→ **Task to complete**
Display, unchanged, each line in the items below that contains the word "pale".

→ **Extracted information**
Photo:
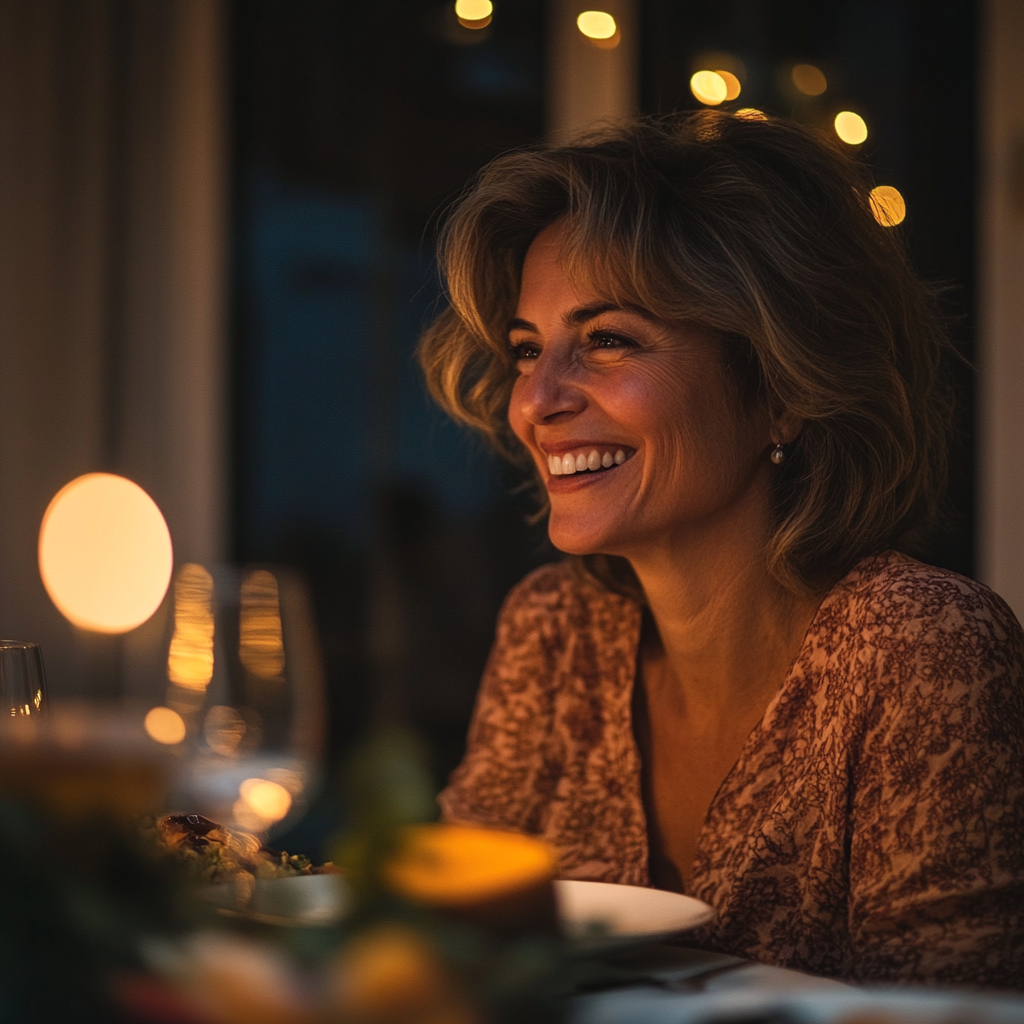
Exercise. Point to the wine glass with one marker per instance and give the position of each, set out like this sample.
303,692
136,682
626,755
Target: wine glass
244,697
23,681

...

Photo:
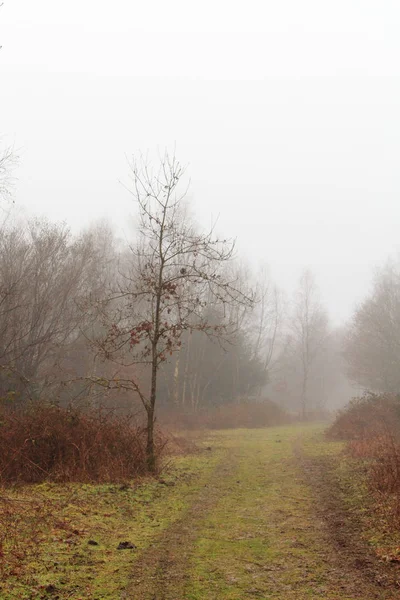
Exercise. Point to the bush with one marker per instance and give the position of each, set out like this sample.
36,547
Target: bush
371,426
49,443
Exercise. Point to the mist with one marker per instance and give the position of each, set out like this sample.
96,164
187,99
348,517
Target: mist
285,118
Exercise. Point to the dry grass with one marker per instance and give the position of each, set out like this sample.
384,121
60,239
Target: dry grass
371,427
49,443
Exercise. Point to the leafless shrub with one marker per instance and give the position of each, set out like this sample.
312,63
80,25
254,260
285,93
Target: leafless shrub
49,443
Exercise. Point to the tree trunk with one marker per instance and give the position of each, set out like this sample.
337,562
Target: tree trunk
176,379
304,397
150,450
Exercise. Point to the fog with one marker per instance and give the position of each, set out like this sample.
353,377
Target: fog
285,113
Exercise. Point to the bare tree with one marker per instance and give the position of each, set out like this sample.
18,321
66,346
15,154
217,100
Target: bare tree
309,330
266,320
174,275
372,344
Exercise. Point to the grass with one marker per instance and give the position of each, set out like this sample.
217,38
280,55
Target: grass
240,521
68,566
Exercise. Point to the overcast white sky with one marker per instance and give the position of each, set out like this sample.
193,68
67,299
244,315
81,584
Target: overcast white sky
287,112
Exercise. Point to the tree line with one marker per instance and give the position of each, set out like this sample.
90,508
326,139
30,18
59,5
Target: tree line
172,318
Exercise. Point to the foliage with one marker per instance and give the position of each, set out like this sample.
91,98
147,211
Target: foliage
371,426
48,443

--

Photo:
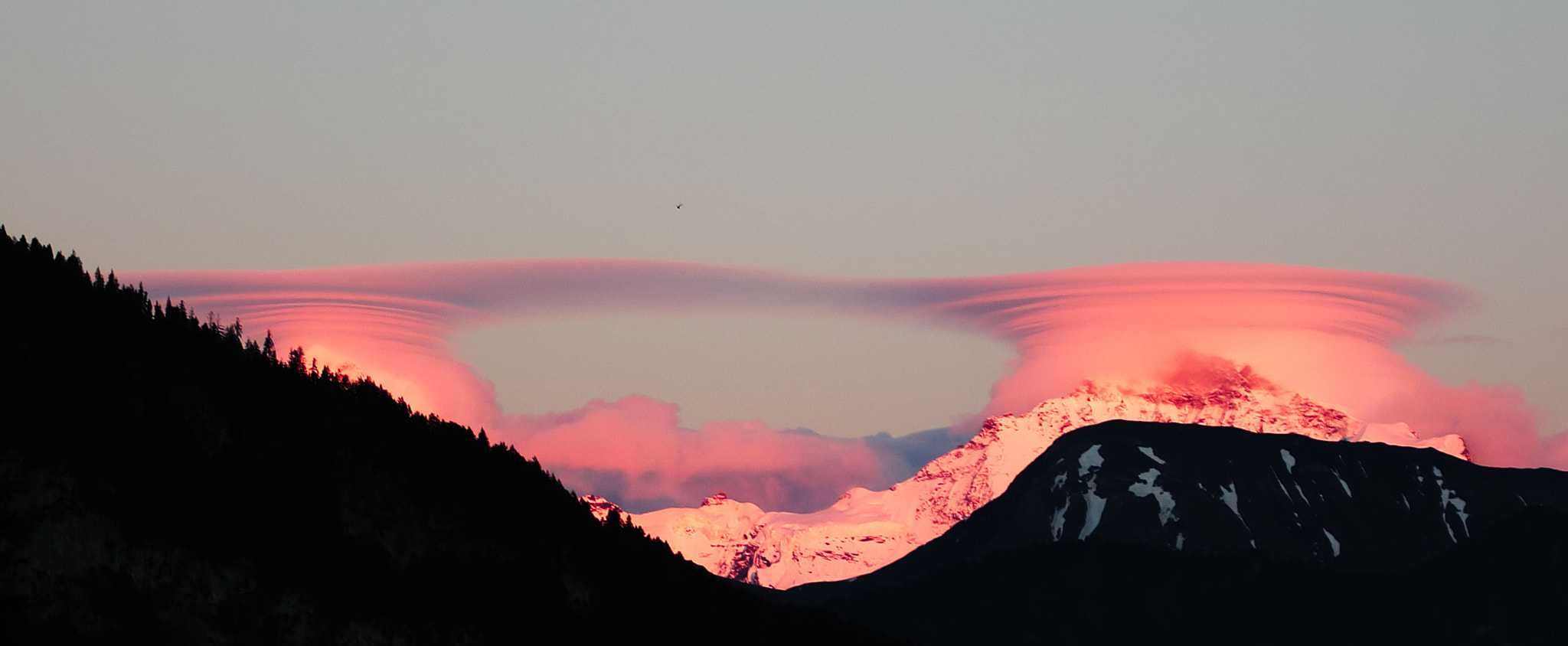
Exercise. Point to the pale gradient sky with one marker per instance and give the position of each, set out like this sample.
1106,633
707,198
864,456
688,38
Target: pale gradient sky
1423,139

→ **Exercise answer**
Exercise. Point to the pale gradient sky with one marker per instance and give the position of each, set out like this sample.
Target: pale gradient sky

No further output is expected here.